■ Information
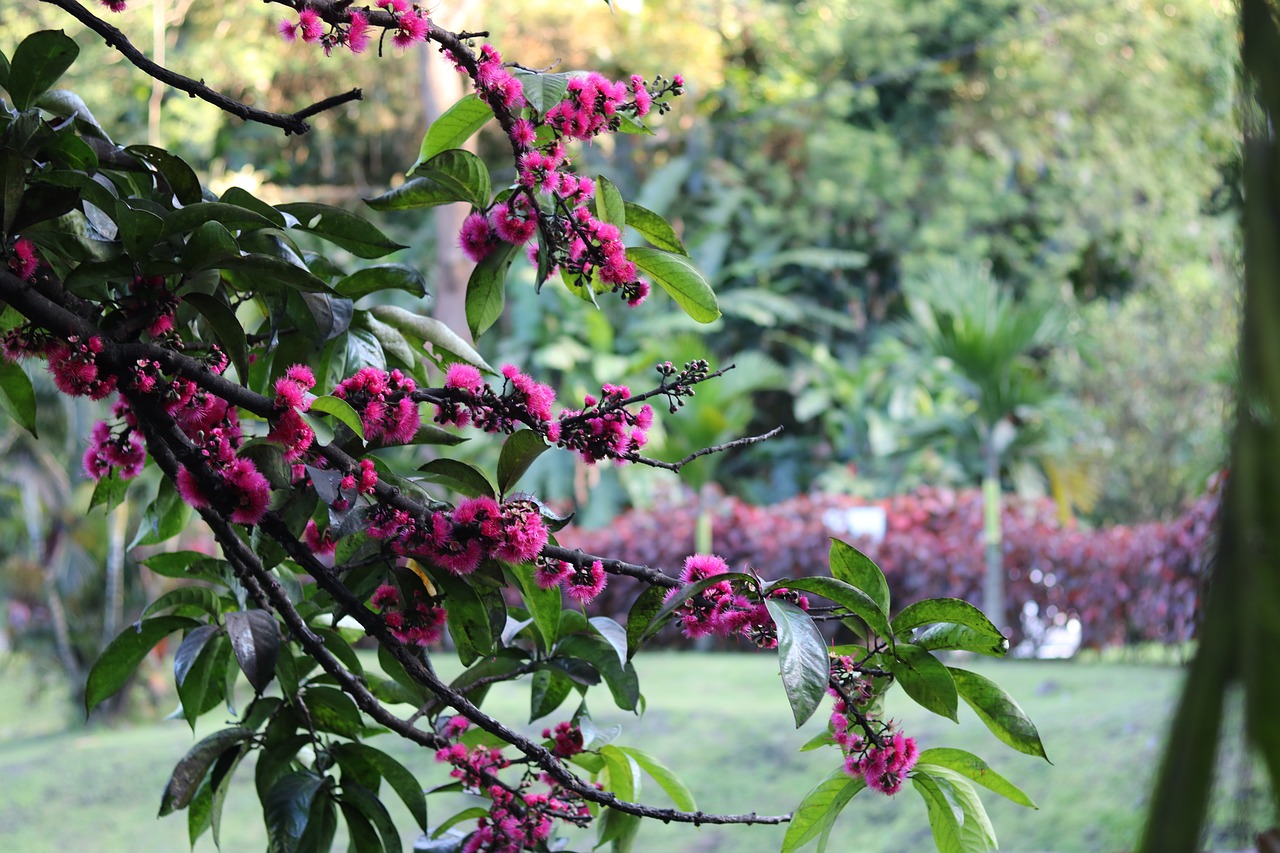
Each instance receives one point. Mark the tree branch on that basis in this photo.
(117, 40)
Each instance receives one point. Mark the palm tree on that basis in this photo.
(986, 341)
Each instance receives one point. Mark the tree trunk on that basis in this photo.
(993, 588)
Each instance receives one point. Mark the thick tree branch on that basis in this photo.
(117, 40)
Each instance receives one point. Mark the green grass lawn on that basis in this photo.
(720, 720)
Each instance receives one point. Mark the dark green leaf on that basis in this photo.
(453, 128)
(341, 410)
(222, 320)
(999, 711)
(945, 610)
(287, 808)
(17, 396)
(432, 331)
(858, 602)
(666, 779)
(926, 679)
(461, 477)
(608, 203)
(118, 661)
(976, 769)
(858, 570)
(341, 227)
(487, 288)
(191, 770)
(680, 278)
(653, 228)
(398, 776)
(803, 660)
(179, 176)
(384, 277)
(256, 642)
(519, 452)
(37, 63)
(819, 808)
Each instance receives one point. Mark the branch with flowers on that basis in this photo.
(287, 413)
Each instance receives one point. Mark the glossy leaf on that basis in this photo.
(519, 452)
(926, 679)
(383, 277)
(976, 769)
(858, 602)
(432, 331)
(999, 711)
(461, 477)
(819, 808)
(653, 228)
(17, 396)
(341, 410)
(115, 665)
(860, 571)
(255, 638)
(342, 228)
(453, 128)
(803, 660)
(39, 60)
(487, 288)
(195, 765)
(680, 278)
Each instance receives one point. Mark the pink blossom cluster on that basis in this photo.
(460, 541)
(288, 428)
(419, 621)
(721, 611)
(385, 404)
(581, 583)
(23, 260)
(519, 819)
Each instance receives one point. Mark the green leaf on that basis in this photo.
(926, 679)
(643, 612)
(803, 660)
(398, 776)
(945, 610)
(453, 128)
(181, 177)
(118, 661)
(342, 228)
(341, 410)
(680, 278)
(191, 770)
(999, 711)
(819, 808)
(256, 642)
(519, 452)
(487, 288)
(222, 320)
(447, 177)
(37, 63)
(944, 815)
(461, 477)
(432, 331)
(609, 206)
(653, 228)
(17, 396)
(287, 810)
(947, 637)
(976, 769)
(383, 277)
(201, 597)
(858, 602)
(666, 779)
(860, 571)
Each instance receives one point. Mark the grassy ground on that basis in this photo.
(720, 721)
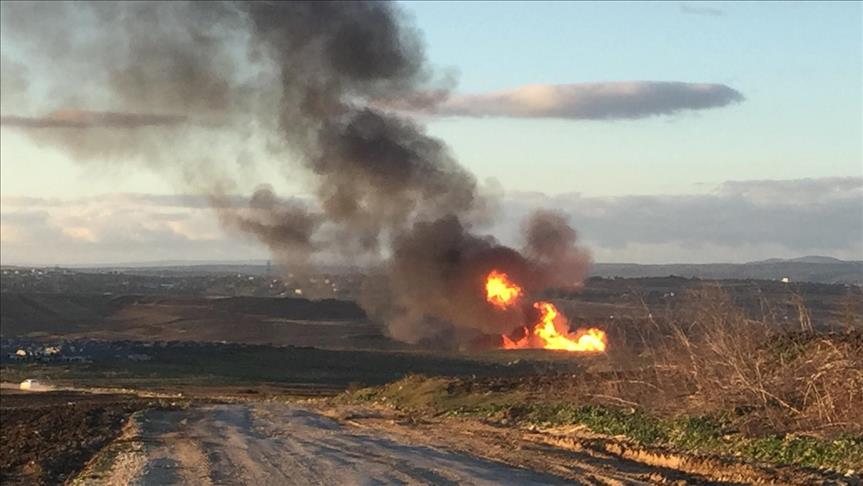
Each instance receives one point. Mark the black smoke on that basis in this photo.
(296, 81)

■ What the task requires
Beginning with the line that contains "Each instance receives one point. Mark the grassy", print exactly every line through the end of the records, both included. Omit the pictures.

■ The answer
Each instance receives one point. Mark the grassy ground on that basis in this photo.
(720, 721)
Each instance receives one point. Mark the black smoke on that basis in this photo.
(296, 81)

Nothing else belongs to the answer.